### Exercise instructions
[A] Write out the passage of the multiple imputation discussion that opens with the words containing "1. Impute the" and closes with "will invariably have?".
[B] Continue the multiple imputation discussion from the point where it stops.

### Excerpt to read

This question seemed simple, but I cannot find the answer in books. I know that the assumptions of multiple imputation require that only the variables are imputed that will be used in the analysis. So far, so good.

However, what if you don't have yet the variables you will use in the analysis, but only the "source" variables you will derive them from? For instance, I have in the source dataset the two variables "History of myocardial infarction" (No/Yes) and "Age at myocardial infarction" (of course, only present for those individuals with "Yes" at "History of myocardial infarction"). In my analysis I will need to define a variable "Myocardial infarction at early age", that will be "Yes" for those with myocardial infarction AND age at myocardial infarction <55 years. So, I need both source variables to create mine. Now, what should I do:

  1. Impute the two source variables separately (so I have no missing values at "History of myocardial infarction" and "age at myocardial infarction") and then, in all the multiply imputed datasets, create the variable "Myocardial infarction at early age"?
  2. OR: first create the variable "Myocardial infarction at early age" from the two source variables in the source dataset, and then multiply impute the several missing values this variable will invariably have?
  • $\begingroup$ fwiw I always impute as early in the process as possible. (Not least because some subsequent processing e.g. applying IRT model software, even requires a full data set to begin.) However, in the example you give you'd then also have a fiddly conditional imputation step if you did it all first. $\endgroup$ Mar 24, 2016 at 23:41
  • $\begingroup$ As to your question, my intuition (not firm enough for a proper answer) is that it doesn't matter except insofar as the early (late) variables turn out to be more predictable on the basis of the other variables. $\endgroup$ Mar 24, 2016 at 23:45
  • $\begingroup$ How will you be using the "myocardial infarction at an early age" variable differently from the 2 underlying source variables? In general, cutoffs (here, age of 55) tend to throw out useful information unnecessarily. $\endgroup$
    – EdM
    Mar 25, 2016 at 2:36
  • $\begingroup$ @conjugateprior: by conditional imputation, do you mean only imputing age at myocardial infarction for those with myocardial infarction=yes? If you mean that, indeed, that is difficult with most software packges. But I might have found a way around it fiddling with mice in R (though I will accept advice). Do you propose that I try both approaches to check whether the early or the late variables seem to be "more predictable" based on the other ones? $\endgroup$
    – torwart
    Mar 25, 2016 at 14:17
  • $\begingroup$ @EdM: well, in this case it makes biological sense, as there is a suspicion that premature vascular disease has different risk factors than later vascular disease (one of the objects of my PhD). Anyway, I have also other examples; for instance, I need to define a variable "Current smoker or ex-smoker who has stopped less than 5 years ago". So I have to combine a variable "Current smoker, ex-smoker, or never smoked" with the variable "If ex-smoker, years since he/she stopped" and I have again the same problem. $\endgroup$
    – torwart
    Mar 25, 2016 at 14:24

1 Answer 1


This problem is closely related to the issue of what are called "passive" variables: for example, the square of an imputed variable if the analysis involves a quadratic term in the variable, or an interaction term between two imputed predictor variables. This leads to an argument for Option 3, which is to impute both the source and the derived variables separately, treating the derived variable as "Just Another Variable" (see section 6 of that very useful overview of multiple imputation).

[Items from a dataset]
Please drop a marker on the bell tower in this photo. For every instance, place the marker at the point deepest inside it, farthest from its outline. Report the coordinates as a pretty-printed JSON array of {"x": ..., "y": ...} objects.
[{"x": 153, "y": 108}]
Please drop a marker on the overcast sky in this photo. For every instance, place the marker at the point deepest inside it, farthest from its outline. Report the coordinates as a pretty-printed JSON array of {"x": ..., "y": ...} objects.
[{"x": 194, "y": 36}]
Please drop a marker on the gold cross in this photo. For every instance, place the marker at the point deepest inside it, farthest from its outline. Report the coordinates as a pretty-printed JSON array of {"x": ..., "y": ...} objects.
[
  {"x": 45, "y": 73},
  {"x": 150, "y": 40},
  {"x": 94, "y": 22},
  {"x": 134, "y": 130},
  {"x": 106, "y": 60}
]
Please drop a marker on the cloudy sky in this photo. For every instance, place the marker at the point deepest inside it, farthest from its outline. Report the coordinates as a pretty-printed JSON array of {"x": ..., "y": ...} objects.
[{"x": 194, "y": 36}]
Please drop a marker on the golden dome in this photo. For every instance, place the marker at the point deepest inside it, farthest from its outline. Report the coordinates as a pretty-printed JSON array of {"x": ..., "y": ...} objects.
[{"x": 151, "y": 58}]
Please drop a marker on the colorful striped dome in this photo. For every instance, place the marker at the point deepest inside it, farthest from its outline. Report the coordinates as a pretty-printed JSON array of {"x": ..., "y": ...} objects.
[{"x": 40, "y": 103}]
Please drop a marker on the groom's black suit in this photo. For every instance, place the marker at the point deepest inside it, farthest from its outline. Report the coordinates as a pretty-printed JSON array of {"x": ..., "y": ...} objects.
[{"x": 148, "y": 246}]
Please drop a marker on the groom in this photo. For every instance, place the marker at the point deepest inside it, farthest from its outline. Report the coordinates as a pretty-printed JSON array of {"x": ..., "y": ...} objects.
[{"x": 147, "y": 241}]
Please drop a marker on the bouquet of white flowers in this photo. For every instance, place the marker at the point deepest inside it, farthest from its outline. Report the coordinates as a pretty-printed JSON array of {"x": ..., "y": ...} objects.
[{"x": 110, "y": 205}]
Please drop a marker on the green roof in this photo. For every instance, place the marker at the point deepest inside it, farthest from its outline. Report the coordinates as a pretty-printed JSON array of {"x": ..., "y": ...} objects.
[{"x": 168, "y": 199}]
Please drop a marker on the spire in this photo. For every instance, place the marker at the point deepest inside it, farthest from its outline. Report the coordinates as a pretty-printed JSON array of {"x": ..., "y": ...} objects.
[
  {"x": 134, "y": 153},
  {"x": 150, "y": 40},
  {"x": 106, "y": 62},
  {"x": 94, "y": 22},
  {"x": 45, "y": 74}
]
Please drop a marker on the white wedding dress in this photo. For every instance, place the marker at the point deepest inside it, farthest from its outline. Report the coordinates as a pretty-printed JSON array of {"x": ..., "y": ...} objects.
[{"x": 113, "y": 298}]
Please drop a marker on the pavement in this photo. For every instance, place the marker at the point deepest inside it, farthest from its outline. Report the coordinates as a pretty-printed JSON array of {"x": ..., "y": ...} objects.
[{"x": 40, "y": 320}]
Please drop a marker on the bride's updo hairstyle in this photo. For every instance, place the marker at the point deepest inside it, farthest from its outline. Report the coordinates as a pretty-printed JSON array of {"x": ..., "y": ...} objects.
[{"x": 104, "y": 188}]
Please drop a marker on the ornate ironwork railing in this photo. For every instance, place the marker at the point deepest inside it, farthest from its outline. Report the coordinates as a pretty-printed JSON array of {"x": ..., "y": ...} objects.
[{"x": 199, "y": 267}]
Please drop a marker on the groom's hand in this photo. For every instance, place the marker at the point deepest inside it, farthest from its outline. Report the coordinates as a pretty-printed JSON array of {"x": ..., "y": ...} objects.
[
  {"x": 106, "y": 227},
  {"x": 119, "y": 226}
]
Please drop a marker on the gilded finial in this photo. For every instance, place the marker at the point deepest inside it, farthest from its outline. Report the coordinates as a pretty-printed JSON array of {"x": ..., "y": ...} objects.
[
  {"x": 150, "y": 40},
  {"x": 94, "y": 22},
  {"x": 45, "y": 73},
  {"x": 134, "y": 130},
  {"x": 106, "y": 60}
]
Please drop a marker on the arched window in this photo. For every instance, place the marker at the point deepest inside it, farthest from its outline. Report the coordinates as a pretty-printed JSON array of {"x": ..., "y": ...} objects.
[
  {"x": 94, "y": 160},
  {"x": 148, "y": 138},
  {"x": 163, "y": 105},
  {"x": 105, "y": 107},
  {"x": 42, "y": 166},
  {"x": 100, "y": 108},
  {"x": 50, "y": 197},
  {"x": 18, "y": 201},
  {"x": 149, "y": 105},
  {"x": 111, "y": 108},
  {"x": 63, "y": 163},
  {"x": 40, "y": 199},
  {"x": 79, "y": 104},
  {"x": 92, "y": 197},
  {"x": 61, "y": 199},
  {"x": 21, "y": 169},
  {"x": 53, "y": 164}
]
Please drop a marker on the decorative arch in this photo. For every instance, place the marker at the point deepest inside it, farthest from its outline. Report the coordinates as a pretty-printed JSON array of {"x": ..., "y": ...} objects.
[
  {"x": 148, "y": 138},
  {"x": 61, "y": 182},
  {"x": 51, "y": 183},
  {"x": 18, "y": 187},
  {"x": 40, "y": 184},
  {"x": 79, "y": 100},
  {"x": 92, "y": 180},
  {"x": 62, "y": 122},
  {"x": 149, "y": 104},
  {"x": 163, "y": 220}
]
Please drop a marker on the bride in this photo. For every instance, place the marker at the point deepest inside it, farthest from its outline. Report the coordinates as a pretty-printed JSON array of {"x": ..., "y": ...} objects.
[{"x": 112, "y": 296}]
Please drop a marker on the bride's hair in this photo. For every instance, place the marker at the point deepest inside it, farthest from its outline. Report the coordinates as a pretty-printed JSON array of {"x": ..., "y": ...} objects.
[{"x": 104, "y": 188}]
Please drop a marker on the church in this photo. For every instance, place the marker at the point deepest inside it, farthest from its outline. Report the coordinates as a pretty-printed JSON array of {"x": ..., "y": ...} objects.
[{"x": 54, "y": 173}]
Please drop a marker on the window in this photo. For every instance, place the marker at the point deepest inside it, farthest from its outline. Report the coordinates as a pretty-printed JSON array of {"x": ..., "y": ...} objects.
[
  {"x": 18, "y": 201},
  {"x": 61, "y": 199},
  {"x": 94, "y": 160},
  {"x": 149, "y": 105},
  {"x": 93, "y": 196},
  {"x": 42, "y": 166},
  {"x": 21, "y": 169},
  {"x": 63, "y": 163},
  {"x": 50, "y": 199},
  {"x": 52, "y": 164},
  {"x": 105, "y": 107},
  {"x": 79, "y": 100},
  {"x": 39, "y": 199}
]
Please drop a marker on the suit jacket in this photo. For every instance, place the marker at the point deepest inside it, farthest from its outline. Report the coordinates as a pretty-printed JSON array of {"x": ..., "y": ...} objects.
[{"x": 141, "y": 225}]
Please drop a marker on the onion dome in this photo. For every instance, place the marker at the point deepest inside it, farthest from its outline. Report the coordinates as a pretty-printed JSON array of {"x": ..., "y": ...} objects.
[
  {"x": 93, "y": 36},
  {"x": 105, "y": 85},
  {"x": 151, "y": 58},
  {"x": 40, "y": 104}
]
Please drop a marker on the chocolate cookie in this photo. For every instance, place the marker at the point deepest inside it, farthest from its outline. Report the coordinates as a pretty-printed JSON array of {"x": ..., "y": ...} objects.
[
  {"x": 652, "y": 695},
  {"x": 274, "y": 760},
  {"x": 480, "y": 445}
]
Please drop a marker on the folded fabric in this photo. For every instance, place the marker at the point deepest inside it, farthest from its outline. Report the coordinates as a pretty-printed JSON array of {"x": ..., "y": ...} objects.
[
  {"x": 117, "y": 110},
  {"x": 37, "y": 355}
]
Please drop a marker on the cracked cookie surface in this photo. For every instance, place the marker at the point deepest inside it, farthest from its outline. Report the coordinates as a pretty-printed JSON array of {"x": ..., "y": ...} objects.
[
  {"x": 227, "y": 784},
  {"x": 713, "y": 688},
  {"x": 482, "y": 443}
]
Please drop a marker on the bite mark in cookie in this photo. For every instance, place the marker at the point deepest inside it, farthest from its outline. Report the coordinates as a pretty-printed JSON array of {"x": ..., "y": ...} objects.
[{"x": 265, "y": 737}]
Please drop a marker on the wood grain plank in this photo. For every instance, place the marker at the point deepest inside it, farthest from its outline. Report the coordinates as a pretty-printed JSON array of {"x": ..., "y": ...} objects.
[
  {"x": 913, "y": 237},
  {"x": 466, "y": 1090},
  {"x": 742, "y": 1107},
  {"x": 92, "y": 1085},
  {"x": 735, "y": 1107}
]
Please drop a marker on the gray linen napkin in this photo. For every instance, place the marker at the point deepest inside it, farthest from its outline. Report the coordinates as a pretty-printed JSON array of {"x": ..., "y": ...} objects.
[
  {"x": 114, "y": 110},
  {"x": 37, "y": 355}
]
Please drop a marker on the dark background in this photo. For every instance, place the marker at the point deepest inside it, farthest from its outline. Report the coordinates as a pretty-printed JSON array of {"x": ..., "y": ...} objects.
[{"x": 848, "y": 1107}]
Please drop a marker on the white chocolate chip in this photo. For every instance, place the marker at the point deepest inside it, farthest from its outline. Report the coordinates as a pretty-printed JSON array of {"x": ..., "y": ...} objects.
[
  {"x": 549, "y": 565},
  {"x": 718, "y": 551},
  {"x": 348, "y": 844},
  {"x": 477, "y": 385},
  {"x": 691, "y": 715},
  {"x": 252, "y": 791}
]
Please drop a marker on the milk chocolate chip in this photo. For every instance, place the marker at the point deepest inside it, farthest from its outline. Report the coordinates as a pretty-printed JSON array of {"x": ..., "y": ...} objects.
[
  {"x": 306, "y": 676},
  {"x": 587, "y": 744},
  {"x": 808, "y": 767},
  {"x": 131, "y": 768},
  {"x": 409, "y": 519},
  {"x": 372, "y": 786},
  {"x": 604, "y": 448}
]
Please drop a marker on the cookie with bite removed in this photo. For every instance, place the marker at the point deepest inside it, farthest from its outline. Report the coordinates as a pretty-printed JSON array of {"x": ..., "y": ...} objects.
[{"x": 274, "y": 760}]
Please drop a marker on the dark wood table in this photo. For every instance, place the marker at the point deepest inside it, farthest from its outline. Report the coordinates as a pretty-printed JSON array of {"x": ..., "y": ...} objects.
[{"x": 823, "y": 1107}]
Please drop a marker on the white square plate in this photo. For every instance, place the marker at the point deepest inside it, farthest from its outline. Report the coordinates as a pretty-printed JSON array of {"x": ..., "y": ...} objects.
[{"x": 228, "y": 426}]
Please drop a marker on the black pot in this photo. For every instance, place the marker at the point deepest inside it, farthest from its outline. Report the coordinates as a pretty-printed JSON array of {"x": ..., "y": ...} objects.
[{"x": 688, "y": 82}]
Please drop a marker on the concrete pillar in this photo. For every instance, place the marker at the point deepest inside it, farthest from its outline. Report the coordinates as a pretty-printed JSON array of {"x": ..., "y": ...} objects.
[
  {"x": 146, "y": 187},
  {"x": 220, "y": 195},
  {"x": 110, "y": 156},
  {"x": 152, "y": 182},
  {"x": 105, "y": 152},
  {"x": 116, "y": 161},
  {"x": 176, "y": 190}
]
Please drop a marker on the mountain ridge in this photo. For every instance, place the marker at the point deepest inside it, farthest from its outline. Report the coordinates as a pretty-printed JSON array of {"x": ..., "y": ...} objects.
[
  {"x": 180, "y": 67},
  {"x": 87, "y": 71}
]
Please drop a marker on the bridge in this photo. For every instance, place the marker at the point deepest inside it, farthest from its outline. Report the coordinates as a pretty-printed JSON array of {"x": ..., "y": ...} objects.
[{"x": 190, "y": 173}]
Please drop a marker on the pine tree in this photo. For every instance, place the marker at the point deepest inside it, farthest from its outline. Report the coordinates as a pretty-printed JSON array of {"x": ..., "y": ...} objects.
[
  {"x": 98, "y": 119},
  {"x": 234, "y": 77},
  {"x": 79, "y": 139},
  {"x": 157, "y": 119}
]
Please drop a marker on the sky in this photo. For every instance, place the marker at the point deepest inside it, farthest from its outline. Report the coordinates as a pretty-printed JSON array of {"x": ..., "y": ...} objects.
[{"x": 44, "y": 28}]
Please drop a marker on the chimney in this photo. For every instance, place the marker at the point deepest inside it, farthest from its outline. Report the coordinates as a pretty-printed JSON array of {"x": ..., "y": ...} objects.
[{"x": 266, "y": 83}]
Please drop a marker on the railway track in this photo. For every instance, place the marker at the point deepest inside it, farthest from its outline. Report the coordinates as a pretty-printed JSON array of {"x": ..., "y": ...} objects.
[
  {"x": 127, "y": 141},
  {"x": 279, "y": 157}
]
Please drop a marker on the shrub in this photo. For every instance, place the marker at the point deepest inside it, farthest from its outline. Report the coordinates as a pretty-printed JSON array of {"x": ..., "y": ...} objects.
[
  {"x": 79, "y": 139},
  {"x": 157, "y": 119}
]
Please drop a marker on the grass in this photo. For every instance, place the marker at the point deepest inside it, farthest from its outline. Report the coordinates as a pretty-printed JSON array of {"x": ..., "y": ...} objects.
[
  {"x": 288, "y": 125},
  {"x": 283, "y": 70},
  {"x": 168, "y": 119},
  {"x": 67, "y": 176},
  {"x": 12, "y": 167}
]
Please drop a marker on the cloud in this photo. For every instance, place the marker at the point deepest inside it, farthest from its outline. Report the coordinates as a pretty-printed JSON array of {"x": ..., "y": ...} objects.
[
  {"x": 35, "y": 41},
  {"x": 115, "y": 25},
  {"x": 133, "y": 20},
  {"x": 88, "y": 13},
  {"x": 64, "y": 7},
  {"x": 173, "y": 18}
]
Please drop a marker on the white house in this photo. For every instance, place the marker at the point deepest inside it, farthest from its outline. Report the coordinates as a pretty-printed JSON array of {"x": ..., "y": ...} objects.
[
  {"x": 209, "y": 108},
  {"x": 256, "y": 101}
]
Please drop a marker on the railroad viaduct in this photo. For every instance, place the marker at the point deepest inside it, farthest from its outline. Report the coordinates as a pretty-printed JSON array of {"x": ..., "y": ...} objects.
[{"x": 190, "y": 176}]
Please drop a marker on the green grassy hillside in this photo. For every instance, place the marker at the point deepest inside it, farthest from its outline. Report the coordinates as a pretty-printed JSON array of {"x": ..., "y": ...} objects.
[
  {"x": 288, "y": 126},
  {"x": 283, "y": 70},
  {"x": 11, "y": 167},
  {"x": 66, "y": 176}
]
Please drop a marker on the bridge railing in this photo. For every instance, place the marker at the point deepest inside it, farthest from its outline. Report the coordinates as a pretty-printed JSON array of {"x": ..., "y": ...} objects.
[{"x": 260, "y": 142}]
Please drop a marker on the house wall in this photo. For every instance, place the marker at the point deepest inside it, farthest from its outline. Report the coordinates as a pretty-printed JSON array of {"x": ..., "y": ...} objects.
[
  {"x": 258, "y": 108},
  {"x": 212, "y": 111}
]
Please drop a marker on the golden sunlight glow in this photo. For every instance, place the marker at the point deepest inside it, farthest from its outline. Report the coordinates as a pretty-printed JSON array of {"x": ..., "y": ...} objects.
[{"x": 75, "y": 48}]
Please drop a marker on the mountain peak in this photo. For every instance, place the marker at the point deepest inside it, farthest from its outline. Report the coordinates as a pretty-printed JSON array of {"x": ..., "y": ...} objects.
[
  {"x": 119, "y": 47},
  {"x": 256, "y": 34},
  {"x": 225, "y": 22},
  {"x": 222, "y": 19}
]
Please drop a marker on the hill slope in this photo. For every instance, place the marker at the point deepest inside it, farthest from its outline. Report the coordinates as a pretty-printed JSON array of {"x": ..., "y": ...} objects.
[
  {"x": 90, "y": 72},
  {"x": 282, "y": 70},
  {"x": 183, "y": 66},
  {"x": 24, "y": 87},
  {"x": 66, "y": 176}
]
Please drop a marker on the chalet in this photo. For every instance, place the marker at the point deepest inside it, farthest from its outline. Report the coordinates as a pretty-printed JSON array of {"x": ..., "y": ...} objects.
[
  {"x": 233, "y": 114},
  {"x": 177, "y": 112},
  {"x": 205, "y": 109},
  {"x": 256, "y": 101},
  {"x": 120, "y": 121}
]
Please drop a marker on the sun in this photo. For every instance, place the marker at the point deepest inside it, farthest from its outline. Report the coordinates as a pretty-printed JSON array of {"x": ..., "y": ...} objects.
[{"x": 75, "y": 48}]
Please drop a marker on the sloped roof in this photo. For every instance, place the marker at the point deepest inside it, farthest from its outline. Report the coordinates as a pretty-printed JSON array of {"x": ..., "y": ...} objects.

### Results for each task
[A]
1. Impute the two source variables separately (so I have no missing values at "History of myocardial infarction" and "age at myocardial infarction") and then, in all the multiply imputed datasets, create the variable "Myocardial infarction at early age"?
  2. OR: first create the variable "Myocardial infarction at early age" from the two source variables in the source dataset, and then multiply impute the several missing values this variable will invariably have?

[B]
Although a particular imputed case then can be internally inconsistent, this approach works better in some examples than predicting only the source variables and then (passively) getting the value of the derived variable. This web page, in its discussion of transformations, non-linearities, and interactions, similarly favors the "Just Another Variable" approach, despite its lack of internal logical consistency in some individual imputed cases. It would seem wise to try different imputation approaches and see if they substantially affect the conclusions of your analyses.

For your particular application, however, I would suggest that you do not use "Premature/early onset myocardial infarction" as a binary outcome variable, as it throws away most information about the age at MI. That particular variable would seem much better handled by some form of survival analysis, which incorporates both the MI event, the age at which it happened, and the lack of an event in individuals who have not had an MI by their age at last follow up. Yes, the biological basis of early-onset MI may be different than for later-onset, but a continuous-time survival model that can incorporate time-dependent influences of predictors might demonstrate that more usefully.

Finally, I'm not sure that I understand what you mean by "only the variables are imputed that will be used in the analysis." As I understand it, variables that may help impute missing predictor values should also be imputed if you are using chained equations as in mice, even if they are not used as outcome predictors in your model.